[Records from a data collection]
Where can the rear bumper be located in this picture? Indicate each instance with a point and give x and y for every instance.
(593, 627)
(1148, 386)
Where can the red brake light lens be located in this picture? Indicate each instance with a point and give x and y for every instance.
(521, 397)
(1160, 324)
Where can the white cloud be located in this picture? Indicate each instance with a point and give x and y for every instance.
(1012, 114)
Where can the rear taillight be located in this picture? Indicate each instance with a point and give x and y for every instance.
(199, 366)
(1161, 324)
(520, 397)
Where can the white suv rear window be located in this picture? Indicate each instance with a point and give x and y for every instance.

▸ **What the task asks**:
All of the records above need to be copied exactly.

▸ **Task answer**:
Where can the rear bumper be located in this picture? Indicate each instance with a point and give x and y for every instance.
(593, 627)
(1148, 386)
Where can the red brake light lens be located in this picture? Indicate each instance with a point and give x and y for every instance.
(521, 397)
(1160, 324)
Where can the white cloud be located in this picture? Indicate each instance with a point and give x and y for every instance.
(1012, 114)
Where can the rear taillight be located in this picture? Indicate each instance with a point and give x and y for every instance.
(199, 366)
(1161, 324)
(520, 397)
Where can the white suv rear window be located in this picture? Indicate each instance with a point and give x and y for every instance.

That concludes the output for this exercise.